**Exercise goal**
Would you reproduce exactly the lines below from the one holding "positive clicks: (227, 21) (250, 21)" through the one holding "117L303 121L286 130L287", inclusive, and no others?

** Opening Task data block **

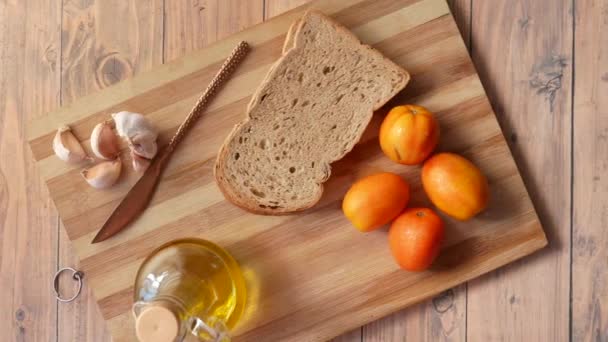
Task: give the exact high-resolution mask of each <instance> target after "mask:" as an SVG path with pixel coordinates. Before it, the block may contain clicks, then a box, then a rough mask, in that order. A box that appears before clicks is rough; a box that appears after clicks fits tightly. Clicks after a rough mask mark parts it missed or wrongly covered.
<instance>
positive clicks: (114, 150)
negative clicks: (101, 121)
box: [91, 121, 120, 160]
mask: <svg viewBox="0 0 608 342" xmlns="http://www.w3.org/2000/svg"><path fill="white" fill-rule="evenodd" d="M91 149H92V150H93V154H95V156H96V157H98V158H100V159H107V160H110V159H114V158H116V156H118V153H119V152H120V147H119V146H118V139H117V138H116V134H114V131H113V130H112V122H111V121H105V122H102V123H99V124H97V125H96V126H95V128H93V132H92V133H91Z"/></svg>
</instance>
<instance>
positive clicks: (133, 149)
mask: <svg viewBox="0 0 608 342" xmlns="http://www.w3.org/2000/svg"><path fill="white" fill-rule="evenodd" d="M129 148H131V150H132V151H133V152H134V153H135V154H137V155H138V156H140V157H143V158H146V159H152V158H154V156H155V155H156V152H158V146H157V145H156V137H154V139H152V137H151V136H150V135H145V134H143V135H140V134H138V135H135V136H134V137H133V139H131V141H130V143H129Z"/></svg>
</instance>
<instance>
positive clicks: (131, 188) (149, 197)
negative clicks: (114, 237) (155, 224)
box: [91, 148, 171, 243]
mask: <svg viewBox="0 0 608 342" xmlns="http://www.w3.org/2000/svg"><path fill="white" fill-rule="evenodd" d="M170 156H171V153H170V152H169V149H167V148H165V149H163V151H162V152H161V153H160V154H159V155H158V156H157V157H156V158H154V160H152V163H151V164H150V166H149V167H148V169H147V170H146V172H144V175H143V176H141V178H140V179H139V180H138V181H137V183H135V185H134V186H133V188H131V190H129V192H128V193H127V195H126V196H125V198H124V199H123V200H122V202H120V204H119V205H118V207H116V209H114V212H112V215H110V217H109V218H108V220H107V221H106V223H105V224H104V225H103V226H102V227H101V229H100V230H99V232H98V233H97V235H95V238H94V239H93V241H91V243H98V242H101V241H104V240H106V239H108V238H110V237H112V236H114V235H115V234H117V233H118V232H120V231H121V230H122V229H123V228H125V227H126V226H128V225H129V223H131V222H133V221H135V219H137V218H138V217H139V216H140V215H141V213H143V212H144V210H145V209H146V207H147V206H148V204H150V200H151V199H152V195H154V191H155V190H156V186H157V185H158V183H159V181H160V178H161V177H160V176H161V174H162V172H163V169H164V168H165V166H166V165H167V162H168V161H169V157H170Z"/></svg>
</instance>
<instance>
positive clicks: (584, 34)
mask: <svg viewBox="0 0 608 342" xmlns="http://www.w3.org/2000/svg"><path fill="white" fill-rule="evenodd" d="M575 4H576V8H575V9H574V13H575V14H576V22H575V36H574V43H575V44H574V48H575V52H576V53H575V58H574V60H575V68H576V73H575V80H574V95H575V101H574V107H573V113H572V115H573V116H574V117H573V124H574V127H573V134H574V136H573V142H574V146H573V150H574V153H573V158H574V161H573V165H574V177H573V180H574V184H573V189H574V193H573V200H574V217H573V220H574V222H573V236H572V249H573V250H572V332H571V336H572V340H573V341H608V274H607V273H606V265H608V249H606V246H608V230H607V227H608V224H607V222H608V178H607V177H606V175H607V171H608V98H607V97H606V94H608V68H607V66H608V2H606V1H601V0H600V1H598V0H577V1H576V2H575Z"/></svg>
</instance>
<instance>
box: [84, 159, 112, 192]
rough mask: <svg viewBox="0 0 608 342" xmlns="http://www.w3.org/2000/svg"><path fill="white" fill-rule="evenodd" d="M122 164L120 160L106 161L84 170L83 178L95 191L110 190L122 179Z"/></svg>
mask: <svg viewBox="0 0 608 342" xmlns="http://www.w3.org/2000/svg"><path fill="white" fill-rule="evenodd" d="M121 169H122V162H121V161H120V158H116V159H114V160H111V161H104V162H101V163H99V164H97V165H95V166H92V167H90V168H88V169H84V170H82V172H81V173H80V174H81V175H82V177H84V179H85V180H86V181H87V183H89V185H90V186H92V187H94V188H95V189H105V188H109V187H111V186H112V185H114V184H115V183H116V181H117V180H118V178H119V177H120V171H121Z"/></svg>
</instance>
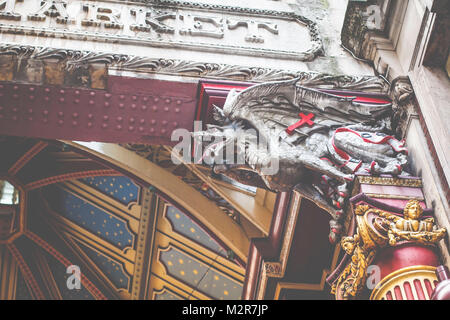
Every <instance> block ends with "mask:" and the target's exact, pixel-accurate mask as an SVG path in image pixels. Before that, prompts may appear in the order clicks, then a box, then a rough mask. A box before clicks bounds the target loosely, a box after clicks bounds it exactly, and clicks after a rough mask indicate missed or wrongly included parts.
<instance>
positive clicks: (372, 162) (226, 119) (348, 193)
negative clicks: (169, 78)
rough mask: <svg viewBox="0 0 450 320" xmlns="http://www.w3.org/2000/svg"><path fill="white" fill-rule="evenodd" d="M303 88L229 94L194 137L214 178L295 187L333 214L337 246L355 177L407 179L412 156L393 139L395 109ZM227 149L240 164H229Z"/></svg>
mask: <svg viewBox="0 0 450 320" xmlns="http://www.w3.org/2000/svg"><path fill="white" fill-rule="evenodd" d="M298 82H299V81H298V80H297V79H294V80H288V81H278V82H268V83H263V84H259V85H255V86H252V87H249V88H247V89H245V90H244V91H242V92H240V93H237V92H236V91H234V90H232V91H230V93H229V95H228V97H227V99H226V102H225V105H224V107H223V109H219V108H216V109H215V115H214V119H215V121H216V122H217V123H216V124H214V125H213V124H210V125H208V126H207V130H205V131H198V132H194V133H193V136H194V138H195V141H196V143H197V144H200V145H201V146H202V147H204V149H203V153H202V157H201V159H200V160H203V162H207V163H208V164H211V165H212V166H213V170H214V172H215V173H221V174H224V175H226V176H228V177H230V178H232V179H235V180H237V181H238V182H241V183H243V184H247V185H252V186H257V187H264V188H268V189H270V190H273V191H291V190H293V189H295V190H297V191H298V192H300V193H301V194H302V196H304V197H305V198H307V199H310V200H312V201H314V202H315V203H316V204H317V205H318V206H319V207H321V208H323V209H325V210H326V211H328V212H329V213H330V214H331V216H332V219H331V221H330V229H331V231H330V241H331V242H335V241H337V239H338V235H339V233H340V232H341V229H342V227H341V223H340V221H342V216H343V215H342V213H343V207H344V205H345V201H346V199H347V198H348V195H349V192H348V189H349V183H351V182H352V181H353V179H354V175H355V173H358V172H365V173H370V174H391V175H399V174H402V173H403V168H404V167H405V165H406V164H407V150H406V148H405V145H404V141H398V140H397V139H395V138H394V137H393V136H392V135H391V132H392V131H391V130H390V129H391V128H390V123H391V122H390V117H391V115H392V105H391V104H390V103H388V104H371V105H369V104H363V103H359V102H356V101H355V98H356V97H342V96H337V95H334V94H330V93H326V92H323V91H319V90H315V89H311V88H307V87H304V86H301V85H300V84H299V83H298ZM210 141H213V143H210ZM205 142H208V143H205ZM225 149H226V152H228V153H229V152H230V150H231V152H232V153H233V155H234V158H233V159H234V161H230V160H229V157H228V158H227V159H226V160H225V161H224V160H223V154H224V152H225ZM206 158H208V161H205V160H206ZM239 159H241V161H239Z"/></svg>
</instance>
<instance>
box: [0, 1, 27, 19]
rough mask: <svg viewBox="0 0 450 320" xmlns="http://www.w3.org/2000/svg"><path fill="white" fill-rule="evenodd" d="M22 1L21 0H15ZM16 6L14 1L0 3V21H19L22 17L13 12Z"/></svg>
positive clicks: (2, 2)
mask: <svg viewBox="0 0 450 320" xmlns="http://www.w3.org/2000/svg"><path fill="white" fill-rule="evenodd" d="M17 1H23V0H17ZM15 5H16V0H2V1H0V10H2V12H0V19H5V20H20V18H21V17H22V16H21V15H20V14H18V13H16V12H14V7H15Z"/></svg>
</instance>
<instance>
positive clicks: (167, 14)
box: [130, 9, 176, 34]
mask: <svg viewBox="0 0 450 320" xmlns="http://www.w3.org/2000/svg"><path fill="white" fill-rule="evenodd" d="M130 13H131V15H133V16H135V17H136V23H135V24H132V25H131V26H130V29H131V30H133V31H150V30H151V29H153V30H155V31H156V32H158V33H170V34H172V33H175V29H174V28H172V27H170V26H168V25H166V24H164V23H162V22H163V21H164V20H166V19H175V18H176V16H175V13H170V12H161V11H156V10H143V9H131V10H130Z"/></svg>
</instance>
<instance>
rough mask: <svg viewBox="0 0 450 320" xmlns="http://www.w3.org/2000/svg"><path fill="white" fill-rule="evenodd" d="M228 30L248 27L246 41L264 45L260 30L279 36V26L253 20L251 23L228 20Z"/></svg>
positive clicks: (227, 21) (250, 21)
mask: <svg viewBox="0 0 450 320" xmlns="http://www.w3.org/2000/svg"><path fill="white" fill-rule="evenodd" d="M227 25H228V29H230V30H234V29H236V28H238V27H241V26H244V27H247V29H248V33H247V35H246V36H245V41H248V42H259V43H263V42H264V38H263V37H262V36H261V35H260V34H259V28H264V29H266V30H267V31H269V32H271V33H273V34H278V25H276V24H274V23H268V22H256V21H253V20H249V21H237V20H227Z"/></svg>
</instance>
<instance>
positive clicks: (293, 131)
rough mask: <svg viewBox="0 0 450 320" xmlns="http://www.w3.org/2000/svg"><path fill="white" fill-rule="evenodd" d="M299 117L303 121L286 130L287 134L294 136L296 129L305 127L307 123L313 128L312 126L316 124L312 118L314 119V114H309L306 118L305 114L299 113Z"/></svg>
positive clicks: (293, 124)
mask: <svg viewBox="0 0 450 320" xmlns="http://www.w3.org/2000/svg"><path fill="white" fill-rule="evenodd" d="M298 115H299V116H300V117H301V120H300V121H298V122H296V123H294V124H293V125H291V126H289V127H288V128H287V129H286V132H287V133H288V134H289V135H292V134H293V133H294V130H295V129H297V128H299V127H301V126H302V125H304V124H305V123H306V124H307V125H308V126H312V125H313V124H314V121H312V118H313V117H314V114H312V113H310V114H308V115H307V116H305V115H304V114H303V113H299V114H298Z"/></svg>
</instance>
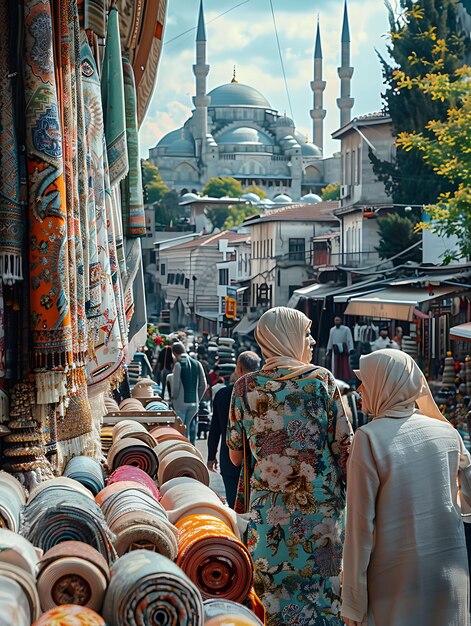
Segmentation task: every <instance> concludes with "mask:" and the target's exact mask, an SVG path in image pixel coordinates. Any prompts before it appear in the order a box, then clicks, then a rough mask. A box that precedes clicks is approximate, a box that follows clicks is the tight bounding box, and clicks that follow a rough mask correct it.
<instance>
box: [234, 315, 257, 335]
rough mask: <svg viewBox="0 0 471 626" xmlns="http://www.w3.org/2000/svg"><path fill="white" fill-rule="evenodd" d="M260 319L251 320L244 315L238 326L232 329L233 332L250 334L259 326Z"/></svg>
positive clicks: (241, 319) (239, 334)
mask: <svg viewBox="0 0 471 626" xmlns="http://www.w3.org/2000/svg"><path fill="white" fill-rule="evenodd" d="M257 322H258V320H249V318H248V317H247V316H244V317H243V318H242V319H241V320H240V322H239V323H238V324H237V326H236V327H235V328H234V329H233V330H232V334H235V333H238V334H239V335H249V334H250V333H251V332H252V331H253V330H255V327H256V326H257Z"/></svg>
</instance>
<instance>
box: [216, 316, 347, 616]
mask: <svg viewBox="0 0 471 626" xmlns="http://www.w3.org/2000/svg"><path fill="white" fill-rule="evenodd" d="M310 326H311V321H310V320H309V319H308V318H307V317H306V316H305V315H304V314H303V313H301V312H300V311H296V310H293V309H288V308H285V307H277V308H274V309H271V310H270V311H267V312H266V313H264V315H262V317H261V318H260V320H259V322H258V326H257V329H256V333H255V337H256V339H257V342H258V344H259V346H260V348H261V350H262V354H263V357H264V359H265V364H264V366H263V368H262V369H261V370H260V371H259V372H255V373H251V374H247V375H246V376H243V377H242V378H240V379H239V380H238V381H237V382H236V383H235V385H234V390H233V393H232V403H231V412H230V417H229V427H228V437H227V443H228V446H229V454H230V457H231V460H232V461H233V462H234V463H235V464H236V465H240V463H241V462H242V458H243V450H244V442H245V444H246V446H245V447H247V446H248V447H249V448H250V451H249V454H250V455H251V456H253V458H254V460H255V464H254V467H253V475H252V479H251V489H250V497H249V498H248V503H247V504H248V506H247V509H248V510H250V513H251V520H250V522H249V527H248V537H247V545H248V547H249V550H250V552H251V554H252V557H253V559H254V563H255V588H256V591H257V592H258V594H259V596H260V598H261V600H262V602H263V604H264V606H265V608H266V611H267V625H268V626H278V625H279V624H310V625H312V626H341V625H342V619H341V617H340V596H339V590H340V569H341V555H342V540H343V525H344V524H343V519H344V506H345V466H346V460H347V455H348V450H349V447H350V435H351V429H350V425H349V423H348V420H347V418H346V417H345V413H344V411H343V407H342V403H341V400H340V395H339V392H338V389H337V387H336V385H335V381H334V377H333V376H332V374H331V373H330V372H329V371H327V370H325V369H323V368H321V367H317V366H315V365H312V364H311V358H312V350H311V347H312V345H313V343H314V341H313V339H312V337H311V334H310ZM245 469H247V468H245ZM247 495H248V494H247ZM238 510H240V509H238Z"/></svg>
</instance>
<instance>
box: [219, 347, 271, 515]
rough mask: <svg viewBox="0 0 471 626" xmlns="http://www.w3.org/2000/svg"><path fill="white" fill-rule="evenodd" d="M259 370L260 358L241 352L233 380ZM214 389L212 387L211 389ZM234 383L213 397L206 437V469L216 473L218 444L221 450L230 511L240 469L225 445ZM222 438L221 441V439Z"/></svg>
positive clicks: (231, 507)
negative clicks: (207, 461) (207, 435)
mask: <svg viewBox="0 0 471 626" xmlns="http://www.w3.org/2000/svg"><path fill="white" fill-rule="evenodd" d="M259 368H260V357H259V356H258V354H255V352H250V351H248V352H241V354H240V355H239V357H238V359H237V366H236V370H235V379H236V380H237V379H239V378H240V377H241V376H244V375H245V374H248V373H250V372H256V371H257V370H258V369H259ZM215 387H216V385H214V387H213V389H214V388H215ZM233 388H234V383H232V384H230V385H227V386H226V385H224V386H223V387H222V388H221V389H219V391H217V393H216V394H215V395H214V399H213V417H212V419H211V426H210V429H209V436H208V469H209V470H211V471H213V472H214V471H216V464H217V461H216V459H217V451H218V447H219V442H221V448H220V453H219V469H220V472H221V476H222V480H223V481H224V487H225V488H226V500H227V503H228V505H229V506H230V507H231V509H233V508H234V503H235V499H236V494H237V485H238V482H239V475H240V467H236V466H235V465H234V464H233V463H231V460H230V458H229V448H228V447H227V443H226V431H227V421H228V418H229V409H230V406H231V395H232V389H233ZM221 437H222V439H221Z"/></svg>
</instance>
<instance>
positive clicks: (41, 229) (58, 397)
mask: <svg viewBox="0 0 471 626" xmlns="http://www.w3.org/2000/svg"><path fill="white" fill-rule="evenodd" d="M24 7H25V63H24V83H25V95H26V125H27V132H26V146H27V166H28V188H29V197H28V224H29V261H30V313H31V330H32V339H33V345H32V348H31V350H32V364H33V367H34V368H35V369H36V370H40V372H39V371H38V373H37V376H36V379H37V382H39V386H40V387H41V390H42V392H43V394H42V395H41V398H40V400H38V401H40V402H45V403H49V402H62V401H63V400H64V399H65V396H66V388H65V375H66V374H65V372H66V369H67V368H68V367H69V366H70V365H72V326H71V319H70V302H69V281H68V265H67V224H66V219H67V216H66V210H65V206H66V205H65V181H64V172H63V164H62V156H63V154H62V130H61V121H60V115H59V106H58V98H57V90H56V81H55V68H54V57H53V30H52V19H51V6H50V2H49V0H25V3H24Z"/></svg>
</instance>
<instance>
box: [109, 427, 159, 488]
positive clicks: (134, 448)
mask: <svg viewBox="0 0 471 626" xmlns="http://www.w3.org/2000/svg"><path fill="white" fill-rule="evenodd" d="M107 460H108V467H109V468H110V469H111V470H112V471H113V470H115V469H116V468H117V467H120V466H121V465H131V466H133V467H138V468H139V469H141V470H143V471H144V472H146V474H149V476H150V477H151V478H153V477H154V476H155V474H156V472H157V465H158V462H157V455H156V454H155V452H154V450H153V449H152V448H151V447H150V446H149V445H147V444H146V443H144V442H143V441H140V440H139V439H134V438H133V437H126V438H125V439H120V440H119V441H116V442H115V443H113V445H112V446H111V448H110V449H109V451H108V456H107Z"/></svg>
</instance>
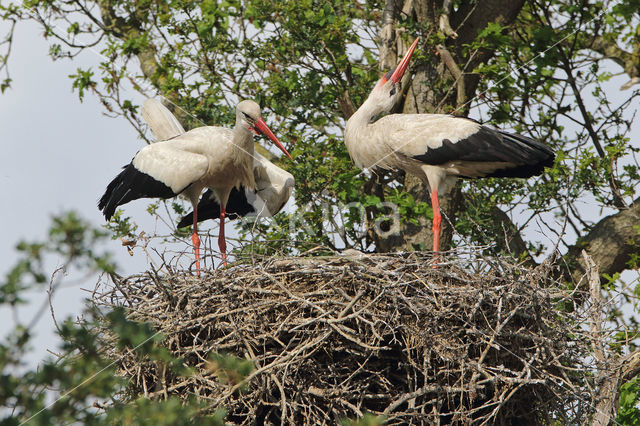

** Closing Task data block **

**Your solution**
positive clicks: (227, 21) (250, 21)
mask: <svg viewBox="0 0 450 320" xmlns="http://www.w3.org/2000/svg"><path fill="white" fill-rule="evenodd" d="M227 25H228V29H230V30H234V29H236V28H238V27H241V26H244V27H247V29H248V33H247V35H246V36H245V41H248V42H259V43H263V42H264V38H263V37H262V36H261V35H260V34H259V28H264V29H266V30H267V31H269V32H271V33H273V34H278V25H276V24H274V23H268V22H256V21H253V20H249V21H237V20H227Z"/></svg>
</instance>
<instance>
positive clicks: (293, 131)
rough mask: <svg viewBox="0 0 450 320" xmlns="http://www.w3.org/2000/svg"><path fill="white" fill-rule="evenodd" d="M299 117L303 121L286 130L287 134L294 136L296 129L305 127L307 123L313 128L312 126L316 124L312 118L314 119V114H309L306 118L305 114L299 113Z"/></svg>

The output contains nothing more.